Las últimas consideraciones del capítulo no constituyen una reflexión final, sino que casi sin advertirlo, el mismo se cierra con una cita textual enriquecida por una nota a pié de página que incluye los famosos Consejos de Martín Fierro. Nuestro locuaz antólogo, por primera vez enmudece cediendo paso a su brillante discípulo Miguel de Unamuno, cuyas palabras, parecen salidas de su propia boca: “Martín Fierro (...) es de todo lo hispano-americano que conozco lo más hondamente español... Cuando el payador pampero, a la sombra del ombú, en la infinita calma del desierto, o en la noche serena a la luz de las estrellas, entone, acompañado de la guitarra española, las monótonas décimas de Martín Fierro, y oigan los gauchos conmovidos la poesía de sus pampas, sentirán, sin saberlo, ni poder de ello darse cuenta, que les brotan del lecho inconsciente del espíritu ecos inextinguibles de la madre España, ecos que con la sangre y el alma les legaron a sus padres... Martín Fierro es el canto del luchador español que, después de haber plantado la cruz en Granada, se fué a América a servir de avanzada a la civilización y a abrir el camino del desierto. Por eso su canto está impregnado de españolismo, es española su lengua, españoles sus modismos, españolas sus máximas y su sabiduría, española su alma. Es un poema que apenas tiene un sentido alguno, desglosado de nuestra literatura”. Marcelino  Menéndez Pelayo, no podría haber encontrado frases más elocuentes para sintetizar en pleno sus ideas.

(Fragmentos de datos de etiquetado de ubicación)

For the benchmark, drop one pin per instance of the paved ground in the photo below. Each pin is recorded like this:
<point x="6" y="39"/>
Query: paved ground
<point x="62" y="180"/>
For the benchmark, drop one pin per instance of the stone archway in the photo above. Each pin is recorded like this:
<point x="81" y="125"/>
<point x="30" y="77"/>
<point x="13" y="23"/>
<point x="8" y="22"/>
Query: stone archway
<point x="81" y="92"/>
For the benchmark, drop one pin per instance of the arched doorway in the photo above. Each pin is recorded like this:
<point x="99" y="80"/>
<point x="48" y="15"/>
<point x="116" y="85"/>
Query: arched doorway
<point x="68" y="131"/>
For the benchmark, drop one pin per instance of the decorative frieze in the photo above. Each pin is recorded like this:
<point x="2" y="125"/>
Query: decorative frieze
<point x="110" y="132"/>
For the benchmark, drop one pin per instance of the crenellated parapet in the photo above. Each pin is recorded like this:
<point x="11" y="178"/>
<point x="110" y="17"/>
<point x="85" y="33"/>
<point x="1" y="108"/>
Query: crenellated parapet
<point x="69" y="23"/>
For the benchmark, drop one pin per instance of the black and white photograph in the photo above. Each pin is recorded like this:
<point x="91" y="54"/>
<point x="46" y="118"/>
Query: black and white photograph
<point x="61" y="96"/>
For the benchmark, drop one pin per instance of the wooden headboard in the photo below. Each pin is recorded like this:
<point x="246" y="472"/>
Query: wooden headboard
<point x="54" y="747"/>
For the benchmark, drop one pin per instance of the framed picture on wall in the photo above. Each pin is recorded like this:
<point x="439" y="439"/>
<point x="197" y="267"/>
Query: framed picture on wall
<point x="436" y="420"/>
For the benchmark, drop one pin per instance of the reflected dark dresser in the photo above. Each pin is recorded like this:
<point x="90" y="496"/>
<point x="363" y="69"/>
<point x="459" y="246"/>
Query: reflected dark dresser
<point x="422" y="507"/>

TAREA:
En el fragmento sobre Martín Fierro, ¿dónde plantó la cruz el luchador español, según la cita de Unamuno? Estas líneas provienen de una fuente distinta.

RESPUESTA COMPLETA:
En Granada.